**Exercise description:** Return each entry word for word, without its pictures.

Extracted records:
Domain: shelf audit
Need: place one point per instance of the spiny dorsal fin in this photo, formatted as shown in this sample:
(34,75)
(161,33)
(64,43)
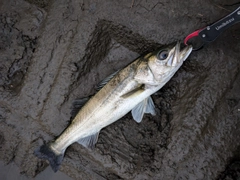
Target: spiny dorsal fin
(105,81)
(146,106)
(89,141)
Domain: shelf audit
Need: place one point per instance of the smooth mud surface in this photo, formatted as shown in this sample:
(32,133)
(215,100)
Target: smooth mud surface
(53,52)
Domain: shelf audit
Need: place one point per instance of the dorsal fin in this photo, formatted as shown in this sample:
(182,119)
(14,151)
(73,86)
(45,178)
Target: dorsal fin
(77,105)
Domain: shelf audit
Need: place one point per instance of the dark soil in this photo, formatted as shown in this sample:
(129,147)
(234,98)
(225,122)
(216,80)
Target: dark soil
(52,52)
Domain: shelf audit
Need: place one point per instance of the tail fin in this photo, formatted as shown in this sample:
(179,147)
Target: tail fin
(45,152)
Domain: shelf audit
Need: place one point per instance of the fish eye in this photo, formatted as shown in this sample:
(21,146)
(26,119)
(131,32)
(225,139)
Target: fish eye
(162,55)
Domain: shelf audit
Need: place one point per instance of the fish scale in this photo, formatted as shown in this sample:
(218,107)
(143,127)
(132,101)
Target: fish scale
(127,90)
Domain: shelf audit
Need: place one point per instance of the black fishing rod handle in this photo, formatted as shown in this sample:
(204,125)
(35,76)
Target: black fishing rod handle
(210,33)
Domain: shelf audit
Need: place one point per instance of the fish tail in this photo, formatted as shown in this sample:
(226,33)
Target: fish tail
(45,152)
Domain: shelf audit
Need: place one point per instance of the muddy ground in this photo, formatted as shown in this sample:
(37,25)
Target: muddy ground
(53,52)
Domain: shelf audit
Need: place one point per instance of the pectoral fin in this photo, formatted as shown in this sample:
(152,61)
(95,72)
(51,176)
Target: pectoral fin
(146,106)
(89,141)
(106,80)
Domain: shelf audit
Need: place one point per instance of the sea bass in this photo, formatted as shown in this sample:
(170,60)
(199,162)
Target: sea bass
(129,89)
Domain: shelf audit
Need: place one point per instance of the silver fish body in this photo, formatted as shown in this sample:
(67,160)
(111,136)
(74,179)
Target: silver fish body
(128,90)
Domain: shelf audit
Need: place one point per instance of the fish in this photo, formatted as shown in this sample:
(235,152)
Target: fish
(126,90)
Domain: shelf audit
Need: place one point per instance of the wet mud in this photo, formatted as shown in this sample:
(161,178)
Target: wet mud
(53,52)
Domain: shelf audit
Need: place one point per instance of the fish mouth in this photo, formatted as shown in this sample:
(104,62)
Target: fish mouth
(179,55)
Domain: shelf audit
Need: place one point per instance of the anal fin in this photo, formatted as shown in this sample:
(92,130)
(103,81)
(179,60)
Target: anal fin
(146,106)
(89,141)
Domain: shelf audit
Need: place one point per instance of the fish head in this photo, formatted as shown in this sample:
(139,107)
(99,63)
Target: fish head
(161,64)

**Exercise output:**
Domain: shelf audit
Need: place one point per instance of the spiny dorsal fin in this photo, formatted as shown in this sample:
(34,75)
(161,33)
(64,43)
Target: spiny dorsal fin
(105,81)
(146,106)
(89,141)
Domain: shelf audit
Need: place one point per instance of the smooth mud surface in this photo, formatted as shown in this sample:
(32,133)
(215,100)
Target: smooth mud surface
(53,52)
Domain: shelf audit
Need: place one point per instance of the dorsal fin in this photo, formatted as shown in this sample:
(182,119)
(14,151)
(73,86)
(45,178)
Target: dorsal fin
(77,105)
Domain: shelf audit
Need: place one point per instance of the dark soil in this photo, formatted as shown in this sample:
(129,147)
(234,98)
(225,122)
(216,80)
Target: dark soil
(52,52)
Domain: shelf audit
Need: place one point per instance of the tail fin in this photo, formatted as shown in this sample:
(179,147)
Target: tail fin
(45,152)
Domain: shelf audit
Need: place one point per instance of the fish eye in this photo, formatted as shown in this sample:
(21,146)
(26,119)
(131,32)
(225,139)
Target: fish eye
(162,55)
Domain: shelf audit
Need: place one point per instance of the fish scale in this photo, formatted as shown in this sample:
(218,107)
(143,127)
(132,101)
Target: fish scale
(127,90)
Domain: shelf audit
Need: place one point per instance of the black fishing rod handle in this photo, formatted as shown in this sample:
(204,125)
(35,76)
Target: black fishing rod handle
(210,33)
Domain: shelf audit
Need: place one point per instance of the fish tail in this photo, formatted as shown in this sample:
(226,33)
Target: fish tail
(45,152)
Domain: shelf audit
Need: place one point per instance of the muddy ground in this photo, formatted as shown in this sample:
(37,25)
Target: muddy ground
(53,52)
Domain: shelf audit
Need: place one point per instance of the pectoral fin in this photo, formatted as shown in this sample:
(152,61)
(95,72)
(51,176)
Target: pectoral fin
(146,106)
(89,141)
(106,80)
Domain: shelf audit
Need: place one point per instance of the sea bass in this photo, formatted as shown in this sample:
(170,60)
(199,162)
Target: sea bass
(129,89)
Domain: shelf audit
Need: place one point per instance of the silver fish body in this photo, formatted as shown in this sample:
(67,160)
(111,136)
(74,179)
Target: silver fish body
(128,90)
Domain: shelf audit
Need: place one point per instance of the fish in this photo, formatted as shown in this sample:
(235,152)
Target: fish
(126,90)
Domain: shelf audit
Need: place one point per instance of the wet mud in this photo, formatted as shown in this sample:
(161,178)
Target: wet mud
(53,52)
Domain: shelf audit
Need: place one point per instance of the fish mouth in this photo, formatted as shown in this sample:
(104,62)
Target: fish mouth
(179,55)
Domain: shelf audit
Need: place one point per instance of the anal fin in this photo, formatted as shown in this sample:
(92,130)
(103,81)
(179,60)
Target: anal fin
(146,106)
(89,141)
Domain: shelf audit
Need: place one point per instance of the fish head in this photo, formatted as shown in this sample:
(139,107)
(99,63)
Target: fish head
(161,64)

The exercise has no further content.